_Extrait_.
╔══
La dégustation de vins effervescents suisses : des bulles à la fête. (III)

Au coeur de cette série de quatre articles sur cette dégustation, il était normal de communiquer nos impressions sur les vins qui auront le plus récolté de « suffrages » auprès de notre jury de douze dégustateurs.
Nombre des vins reçus sont fidèles aux deux principaux cépages de la Champagne que sont le pinot noir et le chardonnay. Parmi les autres cépages rencontrés au cours de cette dégustation il a -je les citerai tous : le kerner, l’amigne, les pinots blanc et gris, le raüschling, le gamay, mais aussi le merlot, le chasselas, le garanoir, doral, le savagnin blanc, le riesling-sylvaner, la petite arvine, l’humagne blanc, l’humagne rouge, la syrah, le gewurztraminer.
╚══
_Exercices à traiter_.
(a) Dans l'extrait sur les vins effervescents suisses, combien de dégustateurs composaient le jury ?
(b) D'après l'extrait sur les vins effervescents suisses, ces affirmations sont-elles exactes ? Répondez par oui ou non en citant les mots décisifs de l'extrait.
(i) Le pinot noir et le chardonnay sont présentés comme les deux principaux cépages de la Champagne.
(ii) La série consacrée à cette dégustation compte cinq articles.
(iii) Le merlot fait partie des autres cépages rencontrés pendant la dégustation.
(c) Poursuivez l'extrait sur les vins effervescents suisses à partir de sa dernière phrase.

_Données fournies_.
╔══
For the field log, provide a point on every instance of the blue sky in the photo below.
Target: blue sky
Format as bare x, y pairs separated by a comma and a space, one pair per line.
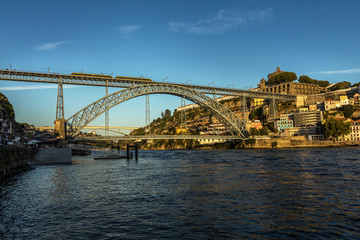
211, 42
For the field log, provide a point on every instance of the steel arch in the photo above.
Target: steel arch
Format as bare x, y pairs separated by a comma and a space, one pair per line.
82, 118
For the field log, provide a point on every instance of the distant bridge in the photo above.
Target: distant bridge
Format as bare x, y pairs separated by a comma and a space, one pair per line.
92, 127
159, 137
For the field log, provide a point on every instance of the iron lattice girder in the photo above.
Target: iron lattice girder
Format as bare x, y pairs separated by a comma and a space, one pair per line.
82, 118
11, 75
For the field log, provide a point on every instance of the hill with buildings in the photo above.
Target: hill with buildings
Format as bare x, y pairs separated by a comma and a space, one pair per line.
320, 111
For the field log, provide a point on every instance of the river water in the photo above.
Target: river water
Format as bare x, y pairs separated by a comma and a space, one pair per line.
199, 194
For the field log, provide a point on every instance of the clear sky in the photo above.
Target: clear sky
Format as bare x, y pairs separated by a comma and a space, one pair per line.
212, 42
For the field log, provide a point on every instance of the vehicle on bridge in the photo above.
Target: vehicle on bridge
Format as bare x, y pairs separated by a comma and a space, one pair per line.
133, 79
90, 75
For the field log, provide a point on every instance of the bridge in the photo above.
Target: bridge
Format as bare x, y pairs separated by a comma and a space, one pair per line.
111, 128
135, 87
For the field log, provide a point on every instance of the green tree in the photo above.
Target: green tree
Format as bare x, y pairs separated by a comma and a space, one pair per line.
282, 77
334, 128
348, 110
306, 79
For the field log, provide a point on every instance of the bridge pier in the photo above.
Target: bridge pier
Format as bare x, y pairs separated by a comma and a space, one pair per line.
╚══
_Corrigé des exercices_.
(a) Douze dégustateurs.

(b)
(i) Oui : « aux deux principaux cépages de la Champagne que sont le pinot noir et le chardonnay ».
(ii) Non : « cette série de quatre articles ».
(iii) Oui : « mais aussi le merlot ».

(c)
En mono-cépage ou en assemblage.

L’élaboration d’un vin mousseux à partir de vins issus de plusieurs millésimes ne semble pas être de mise aujourd’hui en Suisse. Cela n’a jamais été précisé dans les courriers et courriels reçus des vignerons. C’est dommage, car un BSA (brut sans année) peut offrir à la fois complexité et régularité et surtout il est plus à même de posséder son propre style.
Vin mousseux, vin effervescent, méthode traditionnelle, spumante, schaumwein, crémant, vin pétillant : que de noms différents. Il ne manque que « sparkling wine » pour faire le tour de la question !
La proposition d’Yves Paquier « d’installer » ce type de vins dans une seule dénomination -quand cela est possible- ne manque pas d’intérêt et surtout de logique, si l’on tient à conquérir des parts de marché dans un autre canton ou région viticole du pays.

Que pouvons-nous dire de cette dégustation ?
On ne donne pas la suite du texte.